## [Problem to work on]
Retype, word for word, the part of the article on reactions to the Tel Aviv pub attack that opens with the words containing "The Supreme Monitoring" and closes with "the committee added.".

Ahmed Tibi
Ahmed TibiYonatan Sindel/Flash 90

The leadership of the Arab sector in Israel has denounced the Tel Aviv terror attack that murdered two Jews and one Arab, but the most prominent Arab MK, Ahmed Tibi, also used the opportunity to call Prime Minister Binyamin Netanyahu a "racist" and "colonialist."

The Supreme Monitoring Committee of Israel's Arabs, headed by ex-MK Muhammad Barakeh, said that it "completely rejects the criminal act at the Hasimta Pub in Tel Aviv, which deserves every form of denunciation." The act is "diametrically opposed to the democratic and legitimate way of struggle that the Arab populace, in all of its streams, has adopted, and is a harsh departure from the just method of struggle for achieving the Arab population's rights, and is a present for those who serially incite against it."

"We reject the criminal act and take part in the sorrow of the victims' families, and at the same time reject any attempt to attribute it to the general Arab population, which seeks justice and equality," the committee added.

The head of the Arab Joint List in the Knesset, MK Ayman Oudeh, said Friday that "the heart breaks at the sights we saw today. While all of the details are not yet clear, any harm caused to innocents needs to be denounced in the sharpest and clearest way."

## [Data listing]
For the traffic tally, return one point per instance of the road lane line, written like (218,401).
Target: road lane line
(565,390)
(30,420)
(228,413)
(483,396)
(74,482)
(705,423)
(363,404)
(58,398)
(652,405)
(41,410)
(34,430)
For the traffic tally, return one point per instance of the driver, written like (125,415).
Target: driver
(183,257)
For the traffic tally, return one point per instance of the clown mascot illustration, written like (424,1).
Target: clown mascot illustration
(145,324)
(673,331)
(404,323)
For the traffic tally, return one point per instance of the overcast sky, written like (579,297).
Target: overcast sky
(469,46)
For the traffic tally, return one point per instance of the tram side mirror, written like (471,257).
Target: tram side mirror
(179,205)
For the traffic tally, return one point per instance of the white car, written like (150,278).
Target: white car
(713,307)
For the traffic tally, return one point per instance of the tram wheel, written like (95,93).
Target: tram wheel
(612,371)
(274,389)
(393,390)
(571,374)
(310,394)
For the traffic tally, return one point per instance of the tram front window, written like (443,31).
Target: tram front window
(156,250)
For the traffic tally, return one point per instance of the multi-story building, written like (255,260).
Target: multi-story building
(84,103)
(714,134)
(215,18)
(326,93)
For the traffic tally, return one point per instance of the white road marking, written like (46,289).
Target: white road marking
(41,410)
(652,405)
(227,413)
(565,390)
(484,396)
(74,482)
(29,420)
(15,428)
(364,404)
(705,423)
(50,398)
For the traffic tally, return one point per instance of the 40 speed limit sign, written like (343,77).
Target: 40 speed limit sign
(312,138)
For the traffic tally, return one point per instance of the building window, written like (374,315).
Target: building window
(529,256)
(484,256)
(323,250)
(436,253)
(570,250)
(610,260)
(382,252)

* * *

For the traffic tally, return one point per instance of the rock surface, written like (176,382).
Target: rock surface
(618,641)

## [Complete output]
The Supreme Monitoring Committee of Israel's Arabs, headed by ex-MK Muhammad Barakeh, said that it "completely rejects the criminal act at the Hasimta Pub in Tel Aviv, which deserves every form of denunciation." The act is "diametrically opposed to the democratic and legitimate way of struggle that the Arab populace, in all of its streams, has adopted, and is a harsh departure from the just method of struggle for achieving the Arab population's rights, and is a present for those who serially incite against it."

"We reject the criminal act and take part in the sorrow of the victims' families, and at the same time reject any attempt to attribute it to the general Arab population, which seeks justice and equality," the committee added.